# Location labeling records
****************
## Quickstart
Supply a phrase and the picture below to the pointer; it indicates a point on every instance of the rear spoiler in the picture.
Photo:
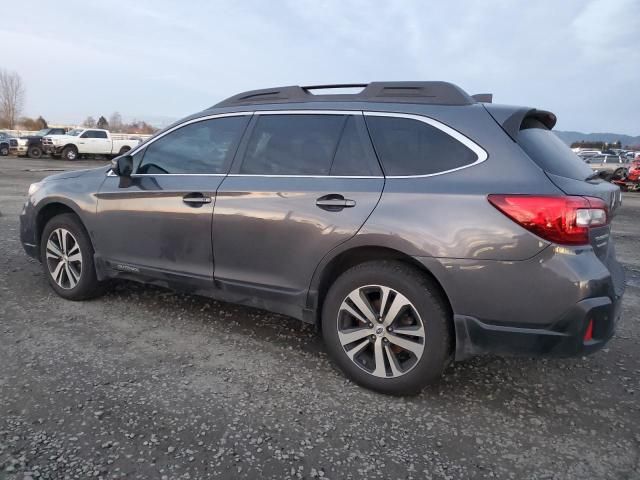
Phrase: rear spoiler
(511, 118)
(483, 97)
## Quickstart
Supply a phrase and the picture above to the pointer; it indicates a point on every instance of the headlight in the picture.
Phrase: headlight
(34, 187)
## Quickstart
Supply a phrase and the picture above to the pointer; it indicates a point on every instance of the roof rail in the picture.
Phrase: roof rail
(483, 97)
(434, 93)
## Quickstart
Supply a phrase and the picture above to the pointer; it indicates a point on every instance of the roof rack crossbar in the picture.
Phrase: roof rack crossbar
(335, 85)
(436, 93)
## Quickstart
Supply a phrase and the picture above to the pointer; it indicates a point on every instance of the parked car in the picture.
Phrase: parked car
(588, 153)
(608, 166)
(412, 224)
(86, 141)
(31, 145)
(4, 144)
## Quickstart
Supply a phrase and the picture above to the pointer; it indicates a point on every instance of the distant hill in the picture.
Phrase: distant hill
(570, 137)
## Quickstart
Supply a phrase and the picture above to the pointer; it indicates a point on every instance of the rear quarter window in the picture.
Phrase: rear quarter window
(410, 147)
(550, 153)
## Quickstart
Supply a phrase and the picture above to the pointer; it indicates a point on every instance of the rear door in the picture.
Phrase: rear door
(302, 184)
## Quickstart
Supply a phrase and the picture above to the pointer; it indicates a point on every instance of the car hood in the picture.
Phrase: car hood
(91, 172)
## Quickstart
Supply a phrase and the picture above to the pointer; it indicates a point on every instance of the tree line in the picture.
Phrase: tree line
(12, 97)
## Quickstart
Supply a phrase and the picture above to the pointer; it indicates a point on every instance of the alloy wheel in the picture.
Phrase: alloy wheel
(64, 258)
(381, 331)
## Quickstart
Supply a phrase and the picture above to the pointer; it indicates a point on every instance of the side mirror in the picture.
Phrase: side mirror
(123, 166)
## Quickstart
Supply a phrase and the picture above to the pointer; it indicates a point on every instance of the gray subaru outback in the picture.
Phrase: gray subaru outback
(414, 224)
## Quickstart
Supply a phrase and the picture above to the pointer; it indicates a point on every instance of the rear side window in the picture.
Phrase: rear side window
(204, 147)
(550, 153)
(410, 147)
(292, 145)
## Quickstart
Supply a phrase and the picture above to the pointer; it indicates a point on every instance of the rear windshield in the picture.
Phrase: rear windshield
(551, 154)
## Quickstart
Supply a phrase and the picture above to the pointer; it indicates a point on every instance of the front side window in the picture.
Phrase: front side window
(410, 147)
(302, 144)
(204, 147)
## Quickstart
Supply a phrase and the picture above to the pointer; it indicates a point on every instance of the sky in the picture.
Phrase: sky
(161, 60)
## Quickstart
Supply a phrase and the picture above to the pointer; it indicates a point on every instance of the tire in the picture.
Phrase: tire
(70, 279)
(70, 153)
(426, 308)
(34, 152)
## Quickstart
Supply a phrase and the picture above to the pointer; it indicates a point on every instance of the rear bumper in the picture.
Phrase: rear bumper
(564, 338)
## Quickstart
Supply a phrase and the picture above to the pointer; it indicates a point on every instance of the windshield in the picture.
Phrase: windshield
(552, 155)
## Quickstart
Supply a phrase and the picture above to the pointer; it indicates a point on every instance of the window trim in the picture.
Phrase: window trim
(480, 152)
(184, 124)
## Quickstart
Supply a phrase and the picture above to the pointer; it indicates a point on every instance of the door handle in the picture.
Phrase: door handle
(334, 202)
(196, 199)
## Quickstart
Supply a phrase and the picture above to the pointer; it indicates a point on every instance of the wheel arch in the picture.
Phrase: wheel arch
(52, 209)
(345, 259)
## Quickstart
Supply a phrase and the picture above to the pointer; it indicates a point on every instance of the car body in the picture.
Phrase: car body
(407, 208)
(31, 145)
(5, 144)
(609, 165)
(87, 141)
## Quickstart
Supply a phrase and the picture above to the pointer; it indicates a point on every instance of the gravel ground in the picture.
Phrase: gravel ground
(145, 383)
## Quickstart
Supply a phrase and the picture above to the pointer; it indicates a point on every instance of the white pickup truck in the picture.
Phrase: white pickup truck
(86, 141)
****************
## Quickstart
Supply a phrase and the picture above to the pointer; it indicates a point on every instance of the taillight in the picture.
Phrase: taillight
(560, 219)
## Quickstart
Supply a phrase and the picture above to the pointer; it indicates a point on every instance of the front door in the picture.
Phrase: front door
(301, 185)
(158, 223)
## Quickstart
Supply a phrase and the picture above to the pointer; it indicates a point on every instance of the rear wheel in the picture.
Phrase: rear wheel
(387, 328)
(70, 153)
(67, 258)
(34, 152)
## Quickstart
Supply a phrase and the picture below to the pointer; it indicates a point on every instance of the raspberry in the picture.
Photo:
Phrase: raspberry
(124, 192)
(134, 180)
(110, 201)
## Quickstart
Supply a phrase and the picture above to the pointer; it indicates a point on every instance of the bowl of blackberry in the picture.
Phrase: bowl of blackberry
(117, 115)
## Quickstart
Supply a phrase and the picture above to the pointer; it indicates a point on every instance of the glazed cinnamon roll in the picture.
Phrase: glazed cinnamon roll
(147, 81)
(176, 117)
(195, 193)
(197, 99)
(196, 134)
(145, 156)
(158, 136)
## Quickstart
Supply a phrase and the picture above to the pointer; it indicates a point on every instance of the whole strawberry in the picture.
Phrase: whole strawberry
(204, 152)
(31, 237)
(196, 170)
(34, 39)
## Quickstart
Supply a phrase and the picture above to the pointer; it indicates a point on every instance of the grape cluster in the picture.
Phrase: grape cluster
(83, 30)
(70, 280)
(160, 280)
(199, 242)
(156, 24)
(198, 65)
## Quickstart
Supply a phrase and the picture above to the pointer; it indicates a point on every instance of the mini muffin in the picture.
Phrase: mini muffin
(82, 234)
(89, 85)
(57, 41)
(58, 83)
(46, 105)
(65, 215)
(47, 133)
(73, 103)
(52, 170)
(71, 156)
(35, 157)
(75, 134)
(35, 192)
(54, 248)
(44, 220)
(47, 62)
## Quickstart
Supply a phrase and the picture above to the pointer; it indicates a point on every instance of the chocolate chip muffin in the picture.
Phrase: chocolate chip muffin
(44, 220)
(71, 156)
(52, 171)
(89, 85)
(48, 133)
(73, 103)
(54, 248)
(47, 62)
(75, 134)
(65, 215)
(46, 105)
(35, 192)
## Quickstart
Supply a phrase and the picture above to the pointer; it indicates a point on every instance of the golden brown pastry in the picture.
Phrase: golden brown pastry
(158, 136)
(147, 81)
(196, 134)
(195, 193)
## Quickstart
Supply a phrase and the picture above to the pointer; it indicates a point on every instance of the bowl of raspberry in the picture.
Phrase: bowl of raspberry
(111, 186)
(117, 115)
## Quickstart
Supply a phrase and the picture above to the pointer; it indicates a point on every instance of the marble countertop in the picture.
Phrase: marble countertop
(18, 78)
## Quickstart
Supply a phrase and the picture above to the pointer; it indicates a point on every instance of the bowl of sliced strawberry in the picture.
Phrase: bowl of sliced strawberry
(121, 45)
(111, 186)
****************
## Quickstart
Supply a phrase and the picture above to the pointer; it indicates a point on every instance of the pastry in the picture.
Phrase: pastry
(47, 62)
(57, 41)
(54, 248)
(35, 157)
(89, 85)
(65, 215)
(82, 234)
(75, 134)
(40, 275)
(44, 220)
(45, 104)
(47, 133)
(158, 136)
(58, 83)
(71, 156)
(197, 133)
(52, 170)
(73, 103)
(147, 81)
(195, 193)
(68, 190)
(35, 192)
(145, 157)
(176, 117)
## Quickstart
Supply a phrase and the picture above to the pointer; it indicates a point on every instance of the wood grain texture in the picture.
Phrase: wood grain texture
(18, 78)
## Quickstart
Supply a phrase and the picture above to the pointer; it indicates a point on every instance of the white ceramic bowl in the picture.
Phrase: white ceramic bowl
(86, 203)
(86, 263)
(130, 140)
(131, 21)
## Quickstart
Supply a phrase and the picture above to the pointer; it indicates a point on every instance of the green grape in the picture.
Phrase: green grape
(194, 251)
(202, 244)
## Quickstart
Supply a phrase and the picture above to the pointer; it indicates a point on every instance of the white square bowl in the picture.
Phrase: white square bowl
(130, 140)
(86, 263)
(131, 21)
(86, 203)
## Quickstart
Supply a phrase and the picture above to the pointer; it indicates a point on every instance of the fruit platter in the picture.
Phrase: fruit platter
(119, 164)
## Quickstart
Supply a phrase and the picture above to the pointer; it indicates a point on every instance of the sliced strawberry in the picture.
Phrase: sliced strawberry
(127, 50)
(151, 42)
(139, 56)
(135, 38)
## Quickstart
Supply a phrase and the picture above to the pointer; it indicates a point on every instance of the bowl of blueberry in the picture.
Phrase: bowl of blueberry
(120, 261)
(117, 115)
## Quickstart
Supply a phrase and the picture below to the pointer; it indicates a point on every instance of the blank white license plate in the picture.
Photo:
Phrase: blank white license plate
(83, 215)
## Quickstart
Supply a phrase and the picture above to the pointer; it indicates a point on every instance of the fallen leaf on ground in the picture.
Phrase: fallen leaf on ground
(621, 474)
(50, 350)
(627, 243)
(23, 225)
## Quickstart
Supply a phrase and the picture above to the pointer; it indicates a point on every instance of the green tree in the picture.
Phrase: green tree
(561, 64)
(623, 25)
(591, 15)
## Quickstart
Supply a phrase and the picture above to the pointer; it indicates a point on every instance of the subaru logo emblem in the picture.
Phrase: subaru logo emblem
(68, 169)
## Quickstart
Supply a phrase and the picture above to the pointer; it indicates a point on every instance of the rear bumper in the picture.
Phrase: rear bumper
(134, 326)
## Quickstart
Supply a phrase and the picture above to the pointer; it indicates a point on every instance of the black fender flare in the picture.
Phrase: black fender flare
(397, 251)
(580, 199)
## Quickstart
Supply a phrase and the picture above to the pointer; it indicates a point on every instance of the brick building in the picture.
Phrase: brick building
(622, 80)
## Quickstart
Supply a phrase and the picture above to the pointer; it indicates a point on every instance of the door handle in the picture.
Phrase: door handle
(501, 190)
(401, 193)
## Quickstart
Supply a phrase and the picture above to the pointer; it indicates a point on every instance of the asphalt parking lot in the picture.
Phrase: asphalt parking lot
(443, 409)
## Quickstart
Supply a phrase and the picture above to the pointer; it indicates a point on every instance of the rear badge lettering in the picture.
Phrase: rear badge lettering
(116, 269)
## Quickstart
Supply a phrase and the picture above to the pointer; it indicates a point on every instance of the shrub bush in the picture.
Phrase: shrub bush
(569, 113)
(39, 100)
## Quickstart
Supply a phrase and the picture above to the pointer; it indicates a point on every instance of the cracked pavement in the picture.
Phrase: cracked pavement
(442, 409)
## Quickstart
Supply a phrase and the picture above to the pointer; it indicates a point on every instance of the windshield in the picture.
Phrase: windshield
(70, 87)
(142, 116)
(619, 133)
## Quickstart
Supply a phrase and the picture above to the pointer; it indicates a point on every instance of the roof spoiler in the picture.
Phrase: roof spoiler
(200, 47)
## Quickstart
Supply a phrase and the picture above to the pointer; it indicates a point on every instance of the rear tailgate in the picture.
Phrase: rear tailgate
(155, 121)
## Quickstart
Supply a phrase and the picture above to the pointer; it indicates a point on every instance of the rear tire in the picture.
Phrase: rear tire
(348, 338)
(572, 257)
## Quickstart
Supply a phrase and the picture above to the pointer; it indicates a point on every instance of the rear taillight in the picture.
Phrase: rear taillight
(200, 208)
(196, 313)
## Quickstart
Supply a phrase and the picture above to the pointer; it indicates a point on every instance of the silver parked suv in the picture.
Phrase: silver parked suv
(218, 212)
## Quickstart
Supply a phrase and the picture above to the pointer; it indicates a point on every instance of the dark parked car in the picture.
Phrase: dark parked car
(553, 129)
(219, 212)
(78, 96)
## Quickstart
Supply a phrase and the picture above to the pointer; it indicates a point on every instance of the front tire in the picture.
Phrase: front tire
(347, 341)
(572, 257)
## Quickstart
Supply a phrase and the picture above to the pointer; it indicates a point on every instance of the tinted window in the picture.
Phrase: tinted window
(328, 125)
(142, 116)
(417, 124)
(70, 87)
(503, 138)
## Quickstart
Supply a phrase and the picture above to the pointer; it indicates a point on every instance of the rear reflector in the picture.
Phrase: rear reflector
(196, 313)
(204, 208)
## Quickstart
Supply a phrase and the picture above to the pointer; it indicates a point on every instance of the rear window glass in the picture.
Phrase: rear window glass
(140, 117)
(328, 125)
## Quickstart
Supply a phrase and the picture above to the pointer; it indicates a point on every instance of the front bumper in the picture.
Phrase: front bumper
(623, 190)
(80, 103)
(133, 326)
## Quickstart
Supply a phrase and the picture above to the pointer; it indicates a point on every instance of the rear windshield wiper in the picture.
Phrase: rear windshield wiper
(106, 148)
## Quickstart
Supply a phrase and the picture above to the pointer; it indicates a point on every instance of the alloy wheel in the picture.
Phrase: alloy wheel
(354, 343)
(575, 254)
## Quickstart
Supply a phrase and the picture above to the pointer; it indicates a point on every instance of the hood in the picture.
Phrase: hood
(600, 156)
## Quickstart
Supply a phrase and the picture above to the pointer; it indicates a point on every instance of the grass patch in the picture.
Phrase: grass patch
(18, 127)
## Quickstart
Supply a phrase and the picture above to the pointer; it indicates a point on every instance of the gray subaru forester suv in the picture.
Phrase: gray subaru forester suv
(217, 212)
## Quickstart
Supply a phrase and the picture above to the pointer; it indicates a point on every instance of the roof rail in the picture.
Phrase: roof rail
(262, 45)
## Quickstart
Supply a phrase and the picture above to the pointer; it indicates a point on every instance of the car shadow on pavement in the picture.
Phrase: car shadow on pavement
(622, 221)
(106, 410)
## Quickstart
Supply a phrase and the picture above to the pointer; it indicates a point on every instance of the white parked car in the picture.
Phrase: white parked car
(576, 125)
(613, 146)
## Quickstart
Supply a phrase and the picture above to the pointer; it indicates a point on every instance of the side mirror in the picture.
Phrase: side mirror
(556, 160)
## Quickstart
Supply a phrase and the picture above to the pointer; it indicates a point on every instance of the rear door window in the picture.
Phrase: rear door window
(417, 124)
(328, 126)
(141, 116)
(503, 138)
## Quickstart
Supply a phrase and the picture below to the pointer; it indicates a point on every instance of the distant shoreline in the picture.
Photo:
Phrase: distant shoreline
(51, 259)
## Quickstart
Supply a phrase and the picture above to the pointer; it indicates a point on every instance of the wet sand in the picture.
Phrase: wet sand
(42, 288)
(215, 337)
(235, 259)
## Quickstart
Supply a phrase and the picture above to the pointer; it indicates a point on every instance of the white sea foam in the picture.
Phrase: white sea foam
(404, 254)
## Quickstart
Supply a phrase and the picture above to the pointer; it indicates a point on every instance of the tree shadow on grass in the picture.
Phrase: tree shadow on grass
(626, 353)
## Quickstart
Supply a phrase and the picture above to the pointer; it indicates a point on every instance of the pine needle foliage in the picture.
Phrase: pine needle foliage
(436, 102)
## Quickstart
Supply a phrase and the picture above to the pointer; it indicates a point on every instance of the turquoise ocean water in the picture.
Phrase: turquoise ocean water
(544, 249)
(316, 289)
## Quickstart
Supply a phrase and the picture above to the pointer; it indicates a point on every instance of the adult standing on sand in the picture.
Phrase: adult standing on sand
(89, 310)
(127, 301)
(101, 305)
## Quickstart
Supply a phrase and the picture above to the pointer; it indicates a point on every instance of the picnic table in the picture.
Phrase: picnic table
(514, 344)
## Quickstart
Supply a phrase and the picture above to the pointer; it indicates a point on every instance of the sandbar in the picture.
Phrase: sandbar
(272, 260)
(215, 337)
****************
# Your instructions
Report how many lines in the items above contain the string "muffin", counting case as significant. Give only the number.

# Answer
4